Bem sei que corro o risco de incomodar o leitor mas, depois de mais um Carnaval em que imperou o bizarro e o ridículo, não resisto a escrever sobre este país sorumbático em que vivemos.
Não vou sequer invocar o Brasil, com o seu tropicalismo, onde as pessoas são alegres e conseguem ser felizes, apesar dos problemas que o país irmão não resolve. Basta ir a Madrid ou a Sevilha, para nos apercebermos de que os nuestros hermanos, pelo menos na aparência, são mais felizes, muito mais alegres e expansivos do que os portugueses. Em Espanha são poucos os que, depois do trabalho e a caminho de casa, não param para fazer qualquer coisa de divertido, para beber um copo com um amigo. Pelas nossas bandas, desertámos os cafés e os clubes, já não há tertúlias, deixámos de conviver. Impressiona-me ver aqueles casais que, se ainda não trocaram o restaurante pela Uber Eats, se sentam à mesa e não se dirigem uma só palavra durante o repasto.
As redes sociais, que poderiam ter ajudado a esbater o problema, porque quebrariam o isolamento, só pioraram as coisas. Ficamos mais sós, enredámo-nos na insídia, e, a coberto de algum anonimato no comentário, participamos ativamente ou com voyeurismo no insulto aos nossos fantasmas.
Vivemos numa sociedade em que é arriscado cumprimentar alguém com um ‘está bom?’ ou ‘como vai isso?’, porque isso suscita quase sempre um queixume e, tantas vezes, uma insuportável ladainha. Aprendi que o truque é dizer ‘viva!’, ainda que nem isso nos salvaguarde sempre da lamúria. Não há remédio fácil e eficiente para qualquer doença quando o enfermo não se quer curar. Estamos acomodados, e há imensos sentimentos que confluem para esta malaise: desde logo, a inveja, que mais não é do que a ambição sem esperança, e a crónica ausência de autoestima. É visível, aliás, que a doença tende a piorar, e já não é só a tristeza, a melancolia e a neurastenia que compõem o nosso fado macambúzio. Há cada vez mais gente indignada por tudo e por nada. E também muito zangada. Veja-se, como exemplo, o nível perigoso de agressividade com que as pessoas se comportam ao volante.

Registos apresentados
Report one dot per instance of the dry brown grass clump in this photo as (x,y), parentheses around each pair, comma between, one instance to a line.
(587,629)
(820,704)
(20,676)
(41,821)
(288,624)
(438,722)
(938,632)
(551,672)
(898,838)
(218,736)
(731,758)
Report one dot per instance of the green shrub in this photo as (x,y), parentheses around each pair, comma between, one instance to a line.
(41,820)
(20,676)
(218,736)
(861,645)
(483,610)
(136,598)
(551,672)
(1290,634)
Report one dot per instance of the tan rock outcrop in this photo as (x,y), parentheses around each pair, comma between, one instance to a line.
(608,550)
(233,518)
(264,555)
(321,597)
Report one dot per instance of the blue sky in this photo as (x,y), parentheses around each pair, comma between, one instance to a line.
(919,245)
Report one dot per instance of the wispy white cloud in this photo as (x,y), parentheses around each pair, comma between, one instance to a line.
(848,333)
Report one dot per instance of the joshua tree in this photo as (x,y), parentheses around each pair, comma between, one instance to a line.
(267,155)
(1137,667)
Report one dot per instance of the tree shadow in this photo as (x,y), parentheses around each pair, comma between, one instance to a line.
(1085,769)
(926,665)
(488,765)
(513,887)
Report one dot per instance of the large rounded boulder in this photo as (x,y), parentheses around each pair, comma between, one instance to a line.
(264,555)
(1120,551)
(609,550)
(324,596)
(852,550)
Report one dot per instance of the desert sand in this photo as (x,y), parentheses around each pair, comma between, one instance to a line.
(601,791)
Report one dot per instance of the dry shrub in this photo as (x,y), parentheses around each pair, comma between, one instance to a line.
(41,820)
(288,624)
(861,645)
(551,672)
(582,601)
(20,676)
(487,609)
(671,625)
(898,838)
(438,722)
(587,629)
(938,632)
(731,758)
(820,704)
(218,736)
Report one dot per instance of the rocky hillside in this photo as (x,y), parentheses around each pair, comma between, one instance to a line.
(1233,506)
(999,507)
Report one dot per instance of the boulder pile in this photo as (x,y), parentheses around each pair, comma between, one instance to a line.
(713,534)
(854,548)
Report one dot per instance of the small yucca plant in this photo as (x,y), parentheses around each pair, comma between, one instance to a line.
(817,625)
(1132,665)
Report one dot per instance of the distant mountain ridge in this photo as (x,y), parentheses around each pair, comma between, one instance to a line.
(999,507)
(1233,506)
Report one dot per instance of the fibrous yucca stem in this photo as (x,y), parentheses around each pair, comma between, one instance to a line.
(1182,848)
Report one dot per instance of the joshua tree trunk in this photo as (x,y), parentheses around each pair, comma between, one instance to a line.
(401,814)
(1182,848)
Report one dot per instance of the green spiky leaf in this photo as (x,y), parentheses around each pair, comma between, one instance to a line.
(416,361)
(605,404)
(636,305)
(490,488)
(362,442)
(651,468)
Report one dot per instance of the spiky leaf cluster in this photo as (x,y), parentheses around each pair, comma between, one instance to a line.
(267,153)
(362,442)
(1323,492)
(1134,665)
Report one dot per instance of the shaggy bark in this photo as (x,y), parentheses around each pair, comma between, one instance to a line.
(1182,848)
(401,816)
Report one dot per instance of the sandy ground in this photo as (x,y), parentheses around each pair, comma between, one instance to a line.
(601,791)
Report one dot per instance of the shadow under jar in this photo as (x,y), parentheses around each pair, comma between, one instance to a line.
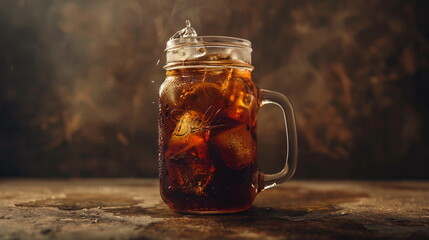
(208,108)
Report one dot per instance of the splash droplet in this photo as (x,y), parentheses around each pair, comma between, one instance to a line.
(188,31)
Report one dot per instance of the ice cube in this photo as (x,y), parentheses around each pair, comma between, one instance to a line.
(189,167)
(236,147)
(203,97)
(239,99)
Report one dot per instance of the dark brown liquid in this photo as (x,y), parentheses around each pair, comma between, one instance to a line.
(207,145)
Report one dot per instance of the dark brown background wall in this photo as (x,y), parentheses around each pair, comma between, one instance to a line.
(79,80)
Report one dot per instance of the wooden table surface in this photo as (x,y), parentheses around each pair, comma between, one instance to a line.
(132,209)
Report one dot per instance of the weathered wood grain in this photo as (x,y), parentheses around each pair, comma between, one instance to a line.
(132,209)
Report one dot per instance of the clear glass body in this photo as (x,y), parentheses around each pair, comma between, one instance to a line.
(207,130)
(208,108)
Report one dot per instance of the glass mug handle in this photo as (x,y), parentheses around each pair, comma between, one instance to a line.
(271,180)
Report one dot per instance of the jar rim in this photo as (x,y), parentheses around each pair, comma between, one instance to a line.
(208,41)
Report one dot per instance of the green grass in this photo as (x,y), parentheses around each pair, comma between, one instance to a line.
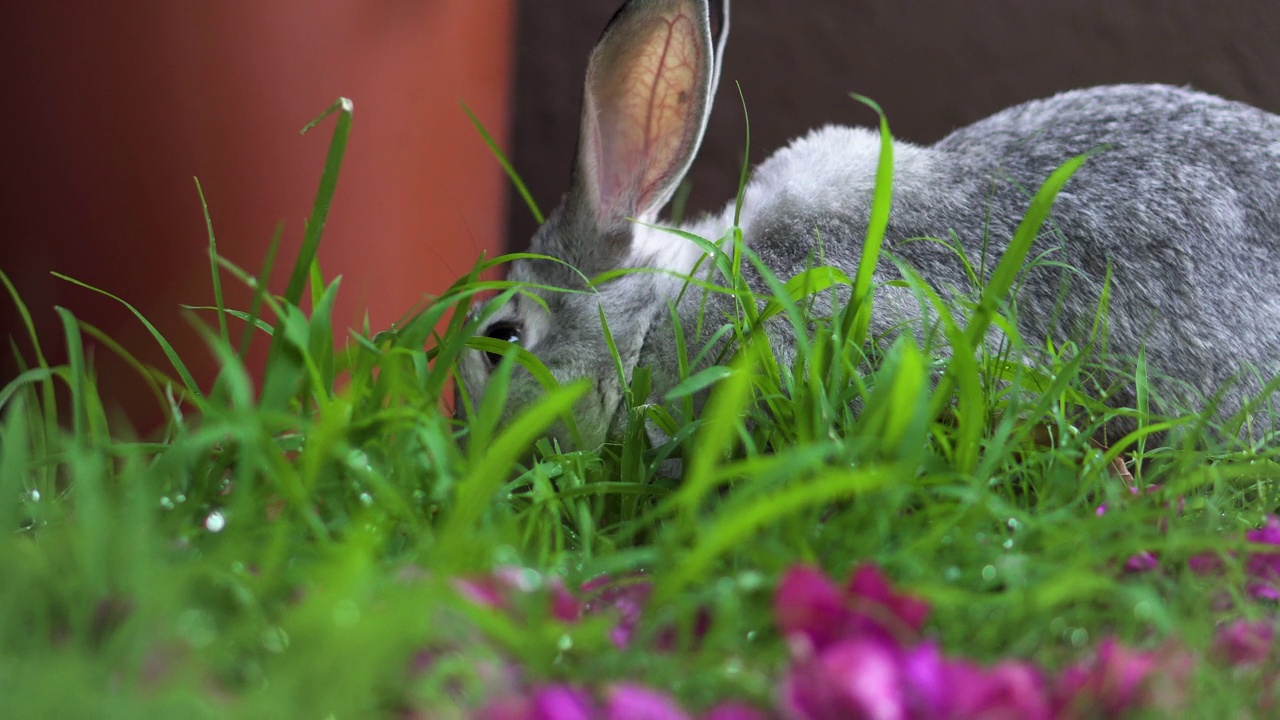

Exercícios a resolver
- a) Diga se cada afirmação concorda com a crónica sobre o país sorumbático. Responda sim ou não e cite as palavras decisivas do texto.
(i) Em Espanha, poucas pessoas param depois do trabalho para se divertirem ou beberem um copo.
(ii) As redes sociais agravaram o isolamento em vez de o quebrarem.
(iii) Quem escreve considera ‘viva!’ o cumprimento mais seguro.
- b) Prolongue a crónica sobre o país sorumbático a partir da última frase apresentada.

Respostas aos exercícios
- a)
(i) Não: «Em Espanha são poucos os que, depois do trabalho e a caminho de casa, não param para fazer qualquer coisa de divertido, para beber um copo com um amigo.»
(ii) Sim: «As redes sociais, que poderiam ter ajudado a esbater o problema, porque quebrariam o isolamento, só pioraram as coisas. Ficamos mais sós»
(iii) Sim: «Aprendi que o truque é dizer ‘viva!’»

- b)
Acomodamo-nos? Ou vale a pena remar contra a maré da infelicidade? E, neste caso, o que podemos fazer? Poderíamos estimular e motivar os mais novos, ajudá-los a encontrar referências, mas isso não se resolve com o sistema de ensino que temos, nem com a fraca educação que a maioria das famílias proporcionam aos seus filhos. O bullying e a hipersexualização de crianças e adolescentes nas redes sociais mostra que a evolução é contrária ao que seria desejável. Os media podiam ajudar mas, subjugados pelo masoquismo das audiências, só nos revelam tragédias e escândalos, ou fornecem concursos de péssimo gosto e novelas enfadonhas.
Miguel Esteves Cardoso escreveu que «os portugueses adoram ter angústias, inseguranças, dúvidas existenciais dilacerantes, porque é isso que funciona na nossa sociedade. As pessoas com problemas são sempre mais interessantes. Nós, os tontos, não temos interesse nenhum porque somos felizes» Pois bem, como acontece a todos, a vida não me poupou a contratempos, angústias e desgostos; só que também me deu e continua a dar muitas alegrias. Prefiro olhar o copo e vê-lo meio cheio a reclamar que está meio vazio. Incluo-me assim com gosto, e em boa companhia, no rol dos tontos, e espero que esta reflexão possa engrossar as fileiras dos que não se resignam. Porque, convenhamos, mais vale ser feliz e sorrir do que chorar e reclamar.